> **Assignment**: What is needed here is every entry, retyped exactly.
%%
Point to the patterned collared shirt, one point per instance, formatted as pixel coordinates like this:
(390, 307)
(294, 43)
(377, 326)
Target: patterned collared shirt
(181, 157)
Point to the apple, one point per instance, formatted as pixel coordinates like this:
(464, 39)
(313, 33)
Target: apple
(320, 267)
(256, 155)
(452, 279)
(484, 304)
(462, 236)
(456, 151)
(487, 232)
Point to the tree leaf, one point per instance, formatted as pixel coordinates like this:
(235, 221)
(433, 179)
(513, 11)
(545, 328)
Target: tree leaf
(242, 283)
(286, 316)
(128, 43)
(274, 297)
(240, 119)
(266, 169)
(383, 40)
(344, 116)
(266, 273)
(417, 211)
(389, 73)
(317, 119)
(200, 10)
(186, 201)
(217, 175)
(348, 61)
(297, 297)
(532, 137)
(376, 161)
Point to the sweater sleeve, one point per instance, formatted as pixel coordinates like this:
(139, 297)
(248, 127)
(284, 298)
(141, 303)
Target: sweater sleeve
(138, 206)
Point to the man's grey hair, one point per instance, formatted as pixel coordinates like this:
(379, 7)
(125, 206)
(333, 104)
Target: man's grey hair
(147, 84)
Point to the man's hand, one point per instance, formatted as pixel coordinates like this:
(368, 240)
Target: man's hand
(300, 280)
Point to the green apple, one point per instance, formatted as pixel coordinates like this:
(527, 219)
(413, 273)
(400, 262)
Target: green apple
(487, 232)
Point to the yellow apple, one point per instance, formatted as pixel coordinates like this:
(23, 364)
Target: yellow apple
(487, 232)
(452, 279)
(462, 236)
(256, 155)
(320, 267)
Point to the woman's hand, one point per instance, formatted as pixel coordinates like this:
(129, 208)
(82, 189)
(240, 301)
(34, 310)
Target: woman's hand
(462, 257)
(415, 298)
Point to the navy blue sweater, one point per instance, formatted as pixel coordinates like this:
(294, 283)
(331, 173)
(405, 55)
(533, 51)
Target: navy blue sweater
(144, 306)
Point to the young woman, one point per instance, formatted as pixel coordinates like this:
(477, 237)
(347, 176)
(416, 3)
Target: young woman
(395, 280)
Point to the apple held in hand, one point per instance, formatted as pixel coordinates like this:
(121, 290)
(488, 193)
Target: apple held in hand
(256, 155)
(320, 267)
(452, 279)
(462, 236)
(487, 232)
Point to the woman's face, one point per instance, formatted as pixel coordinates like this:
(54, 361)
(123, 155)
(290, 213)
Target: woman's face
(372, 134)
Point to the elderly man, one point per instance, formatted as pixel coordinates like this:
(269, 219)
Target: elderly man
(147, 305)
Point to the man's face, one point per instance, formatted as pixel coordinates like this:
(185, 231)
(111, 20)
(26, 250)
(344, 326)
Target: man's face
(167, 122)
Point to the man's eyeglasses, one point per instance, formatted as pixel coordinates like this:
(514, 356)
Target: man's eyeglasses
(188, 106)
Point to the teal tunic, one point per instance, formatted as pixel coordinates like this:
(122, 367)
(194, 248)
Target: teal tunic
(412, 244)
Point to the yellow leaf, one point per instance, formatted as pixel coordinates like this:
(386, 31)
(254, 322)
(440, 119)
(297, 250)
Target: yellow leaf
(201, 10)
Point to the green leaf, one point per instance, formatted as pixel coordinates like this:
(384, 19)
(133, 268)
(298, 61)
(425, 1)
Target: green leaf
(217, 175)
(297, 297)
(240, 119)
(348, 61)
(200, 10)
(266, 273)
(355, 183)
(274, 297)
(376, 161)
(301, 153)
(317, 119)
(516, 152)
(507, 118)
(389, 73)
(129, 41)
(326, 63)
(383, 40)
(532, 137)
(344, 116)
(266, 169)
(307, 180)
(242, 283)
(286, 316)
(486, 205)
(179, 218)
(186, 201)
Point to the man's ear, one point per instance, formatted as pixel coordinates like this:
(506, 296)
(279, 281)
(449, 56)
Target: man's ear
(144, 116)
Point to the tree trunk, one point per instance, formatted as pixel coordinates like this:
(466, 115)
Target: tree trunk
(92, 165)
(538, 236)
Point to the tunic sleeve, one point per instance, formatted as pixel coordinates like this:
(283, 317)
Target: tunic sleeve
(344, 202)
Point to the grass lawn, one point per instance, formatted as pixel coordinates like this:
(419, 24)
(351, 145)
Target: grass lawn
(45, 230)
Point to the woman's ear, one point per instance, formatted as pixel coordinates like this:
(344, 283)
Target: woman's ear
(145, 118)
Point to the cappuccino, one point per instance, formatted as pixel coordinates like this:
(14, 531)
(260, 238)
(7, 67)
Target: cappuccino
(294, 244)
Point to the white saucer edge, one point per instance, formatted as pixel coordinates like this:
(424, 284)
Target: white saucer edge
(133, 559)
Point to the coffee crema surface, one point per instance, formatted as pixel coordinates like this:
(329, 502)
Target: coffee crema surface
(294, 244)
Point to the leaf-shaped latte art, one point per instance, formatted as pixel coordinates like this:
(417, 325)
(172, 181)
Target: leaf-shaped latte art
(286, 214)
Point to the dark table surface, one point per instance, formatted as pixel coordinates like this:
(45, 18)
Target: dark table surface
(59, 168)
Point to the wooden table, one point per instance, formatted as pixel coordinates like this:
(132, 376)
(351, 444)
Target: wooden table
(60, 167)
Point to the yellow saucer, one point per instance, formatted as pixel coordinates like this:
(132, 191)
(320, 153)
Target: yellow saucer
%%
> **Exercise response**:
Point to the patterned collared shirt, one point per instance, formatted as pixel coordinates like this:
(390, 307)
(294, 43)
(377, 326)
Target: patterned collared shirt
(181, 157)
Point to the apple, one point per instance, formatted as pixel coordinates like this:
(464, 39)
(313, 33)
Target: apple
(320, 267)
(256, 155)
(452, 279)
(484, 304)
(462, 236)
(456, 151)
(487, 232)
Point to the tree leaf, one point per instance, formatted as pixel coordinates like this:
(235, 221)
(433, 179)
(513, 11)
(545, 328)
Target: tree leaf
(242, 283)
(286, 316)
(128, 43)
(274, 297)
(240, 119)
(266, 169)
(383, 40)
(344, 116)
(266, 273)
(417, 211)
(389, 73)
(317, 119)
(200, 10)
(186, 201)
(217, 175)
(348, 61)
(297, 297)
(532, 137)
(376, 161)
Point to the sweater sleeve, one point per instance, formatted as pixel coordinates like this:
(139, 297)
(248, 127)
(284, 298)
(141, 303)
Target: sweater sleeve
(138, 206)
Point to the man's grey hair, one point per instance, formatted as pixel coordinates like this:
(379, 7)
(125, 206)
(333, 104)
Target: man's grey hair
(147, 84)
Point to the man's hand, one point per instance, formatted as pixel coordinates like this:
(368, 240)
Target: man's hand
(300, 280)
Point to the green apple, one point per instance, formatted as pixel coordinates like this:
(527, 219)
(413, 273)
(400, 262)
Target: green apple
(487, 232)
Point to the yellow apple, one point per instance, formatted as pixel coordinates like this:
(23, 364)
Target: yellow apple
(487, 232)
(452, 279)
(462, 236)
(256, 155)
(320, 267)
Point to the woman's hand, one point per instance, formatted as pixel coordinates like this:
(129, 208)
(82, 189)
(240, 301)
(34, 310)
Target: woman's hand
(462, 257)
(415, 298)
Point to the navy blue sweater, one point per instance, formatted as pixel coordinates like this:
(294, 283)
(331, 173)
(405, 55)
(533, 51)
Target: navy blue sweater
(144, 306)
Point to the young woman, one point per instance, formatted as pixel coordinates like this:
(477, 237)
(347, 176)
(416, 3)
Target: young woman
(395, 280)
Point to the apple held in hand, one point per instance, formatted as pixel coordinates like this:
(121, 290)
(488, 193)
Target: apple held in hand
(256, 155)
(320, 267)
(452, 279)
(462, 236)
(487, 232)
Point to the woman's face, one point per instance, formatted as pixel coordinates like this:
(54, 361)
(123, 155)
(290, 213)
Target: woman's face
(372, 134)
Point to the elderly man, one point per instance, formatted as pixel coordinates like this:
(269, 219)
Target: elderly man
(147, 305)
Point to the man's face, one point per instance, formatted as pixel coordinates like this:
(185, 231)
(111, 20)
(26, 250)
(344, 326)
Target: man's face
(167, 122)
Point to the man's eyeglasses, one point per instance, formatted as pixel coordinates like this:
(514, 356)
Target: man's eyeglasses
(188, 106)
Point to the teal tunic, one point per instance, formatted as pixel coordinates like this:
(122, 367)
(194, 248)
Target: teal tunic
(412, 244)
Point to the yellow leaf, one point per instance, formatted as pixel coordinates like this:
(386, 31)
(254, 322)
(440, 119)
(297, 250)
Target: yellow leaf
(201, 10)
Point to the green leaf, one point per instance, formatted as pixel coordinates like this:
(384, 19)
(133, 268)
(298, 61)
(425, 1)
Target: green leaf
(217, 175)
(297, 297)
(240, 119)
(348, 61)
(200, 10)
(266, 273)
(355, 183)
(274, 297)
(376, 161)
(301, 153)
(317, 119)
(516, 152)
(507, 118)
(389, 73)
(129, 41)
(326, 63)
(383, 40)
(532, 137)
(344, 116)
(266, 169)
(307, 180)
(242, 283)
(286, 316)
(486, 205)
(179, 218)
(186, 201)
Point to the man's ear, one point per instance, formatted as pixel coordinates like this:
(506, 296)
(279, 281)
(449, 56)
Target: man's ear
(144, 116)
Point to the tree trunk, one point per instance, formatted as pixel coordinates like this:
(466, 115)
Target: tree trunk
(92, 165)
(538, 236)
Point to the tunic sleeve, one point per instance, formatted as pixel coordinates like this:
(283, 317)
Target: tunic sleeve
(344, 202)
Point to the grass lawn, one point per instance, formatted as pixel coordinates like this:
(419, 24)
(351, 145)
Target: grass lawn
(45, 230)
Point to the woman's ear, one point per instance, formatted as pixel coordinates like this:
(344, 283)
Target: woman's ear
(145, 118)
Point to the cappuccino, one point per instance, formatted as pixel coordinates like this:
(14, 531)
(260, 238)
(7, 67)
Target: cappuccino
(294, 244)
Point to the white saucer edge, one point per instance, formatted as pixel coordinates like this:
(424, 284)
Target: white saucer edge
(133, 559)
Point to the coffee crema surface, one point per instance, formatted as pixel coordinates like this:
(329, 502)
Target: coffee crema surface
(294, 244)
Point to the leaf-shaped latte art, one point per instance, formatted as pixel coordinates like this:
(417, 325)
(172, 181)
Target: leaf-shaped latte art
(286, 214)
Point to the dark table surface, one point per instance, formatted as pixel coordinates like this:
(45, 18)
Target: dark table surface
(59, 168)
Point to the wooden table, one point per instance, formatted as pixel coordinates like this:
(132, 376)
(351, 444)
Target: wooden table
(60, 167)
Point to the yellow saucer, one point per instance, formatted as pixel coordinates like this:
(132, 191)
(320, 153)
Target: yellow saucer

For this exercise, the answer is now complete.